_Directions for this task_
Gather every row below that contains the string "same" and copy each one in full. Case counts.

_Given information_

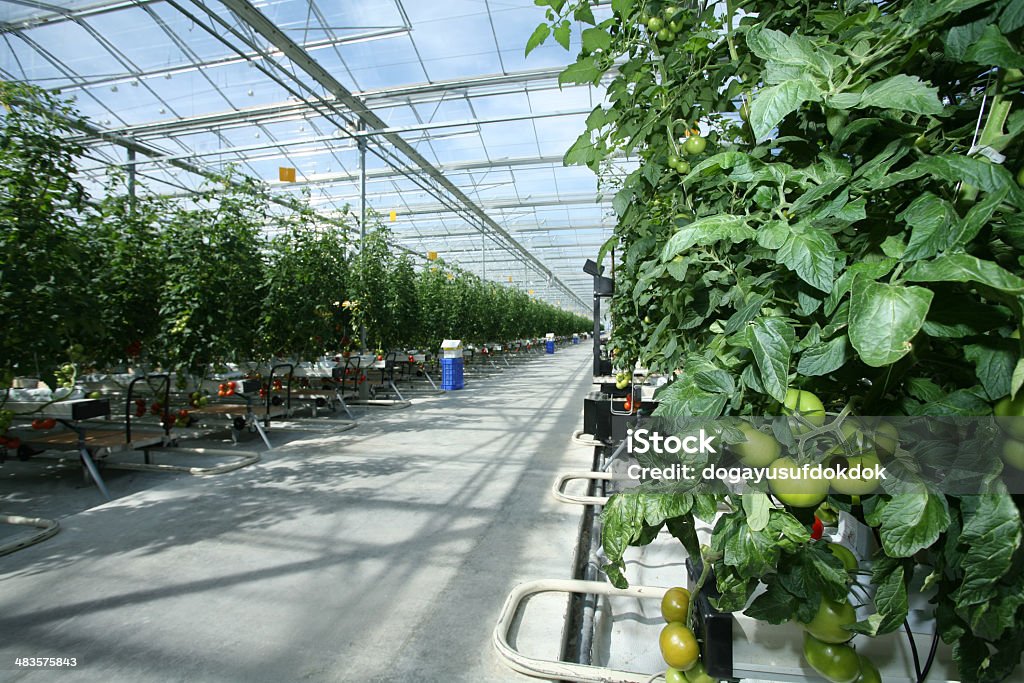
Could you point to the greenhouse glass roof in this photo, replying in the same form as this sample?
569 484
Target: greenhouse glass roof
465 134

---

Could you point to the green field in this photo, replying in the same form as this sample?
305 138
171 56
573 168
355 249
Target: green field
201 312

_The output_
Could you point to the greenhouse glass roof in this photo, replying in the same form as this sample?
Could you point to the green field in this photo, replying in the same form as this sample?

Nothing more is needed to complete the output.